DATA PROVIDED >>

:::::

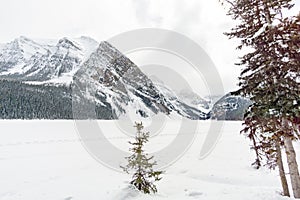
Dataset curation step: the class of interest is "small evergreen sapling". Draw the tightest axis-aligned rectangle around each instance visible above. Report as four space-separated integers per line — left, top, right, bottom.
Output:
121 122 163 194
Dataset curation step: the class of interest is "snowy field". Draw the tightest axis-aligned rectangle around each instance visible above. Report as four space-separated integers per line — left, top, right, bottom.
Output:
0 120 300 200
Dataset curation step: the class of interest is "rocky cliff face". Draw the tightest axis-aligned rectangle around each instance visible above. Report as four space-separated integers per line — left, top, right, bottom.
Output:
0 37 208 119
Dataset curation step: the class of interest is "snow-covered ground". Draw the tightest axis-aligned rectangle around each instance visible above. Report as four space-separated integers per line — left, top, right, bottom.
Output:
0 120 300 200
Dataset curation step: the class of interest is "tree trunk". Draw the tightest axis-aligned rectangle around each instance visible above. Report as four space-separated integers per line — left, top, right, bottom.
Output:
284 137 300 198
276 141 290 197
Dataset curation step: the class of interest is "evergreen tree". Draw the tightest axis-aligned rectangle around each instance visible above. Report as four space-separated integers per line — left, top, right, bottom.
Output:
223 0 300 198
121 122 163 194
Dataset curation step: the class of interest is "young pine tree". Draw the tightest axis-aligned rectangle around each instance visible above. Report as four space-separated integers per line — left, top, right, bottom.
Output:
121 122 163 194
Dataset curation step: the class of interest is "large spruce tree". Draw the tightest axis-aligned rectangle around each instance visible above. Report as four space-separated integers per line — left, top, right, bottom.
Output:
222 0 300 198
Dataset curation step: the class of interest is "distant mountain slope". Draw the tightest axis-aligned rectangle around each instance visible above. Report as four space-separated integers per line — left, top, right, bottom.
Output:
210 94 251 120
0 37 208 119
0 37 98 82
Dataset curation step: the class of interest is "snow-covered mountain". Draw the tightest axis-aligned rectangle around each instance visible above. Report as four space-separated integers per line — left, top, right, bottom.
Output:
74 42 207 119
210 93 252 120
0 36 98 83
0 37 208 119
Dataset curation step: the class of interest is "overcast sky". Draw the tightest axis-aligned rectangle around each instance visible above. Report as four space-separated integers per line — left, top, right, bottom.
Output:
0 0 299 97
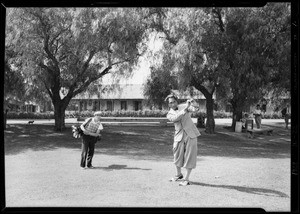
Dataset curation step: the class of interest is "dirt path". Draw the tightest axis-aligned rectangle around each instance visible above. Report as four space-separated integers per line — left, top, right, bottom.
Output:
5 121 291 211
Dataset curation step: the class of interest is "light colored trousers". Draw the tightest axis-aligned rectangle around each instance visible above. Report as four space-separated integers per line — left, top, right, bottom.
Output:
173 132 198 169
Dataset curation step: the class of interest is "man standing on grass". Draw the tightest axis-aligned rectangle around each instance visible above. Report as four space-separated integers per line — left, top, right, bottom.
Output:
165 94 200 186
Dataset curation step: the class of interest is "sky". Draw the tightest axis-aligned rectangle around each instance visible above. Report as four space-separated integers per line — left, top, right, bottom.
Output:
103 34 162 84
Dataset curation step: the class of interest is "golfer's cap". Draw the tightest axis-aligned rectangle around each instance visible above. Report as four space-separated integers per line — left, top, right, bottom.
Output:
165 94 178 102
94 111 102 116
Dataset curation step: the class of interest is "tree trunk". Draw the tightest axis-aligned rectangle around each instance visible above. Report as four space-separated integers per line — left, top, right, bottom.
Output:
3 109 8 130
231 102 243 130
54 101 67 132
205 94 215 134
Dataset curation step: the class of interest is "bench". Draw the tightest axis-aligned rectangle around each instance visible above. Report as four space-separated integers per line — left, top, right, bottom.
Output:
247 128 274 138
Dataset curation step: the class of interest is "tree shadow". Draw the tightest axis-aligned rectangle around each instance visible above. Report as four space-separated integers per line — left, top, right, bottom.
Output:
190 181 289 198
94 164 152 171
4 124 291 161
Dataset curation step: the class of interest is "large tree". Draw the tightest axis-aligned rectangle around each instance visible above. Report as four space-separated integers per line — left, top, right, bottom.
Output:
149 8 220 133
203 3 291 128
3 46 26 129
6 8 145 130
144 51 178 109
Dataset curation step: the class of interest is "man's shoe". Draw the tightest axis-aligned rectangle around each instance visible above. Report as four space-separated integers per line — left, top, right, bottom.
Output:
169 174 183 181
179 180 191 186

:::::

EXERCISE REQUIREMENTS >> Please count how many lines in the entries contain the string "slope", matching case exactly, and reply with the number alone.

TASK OUTPUT >> 1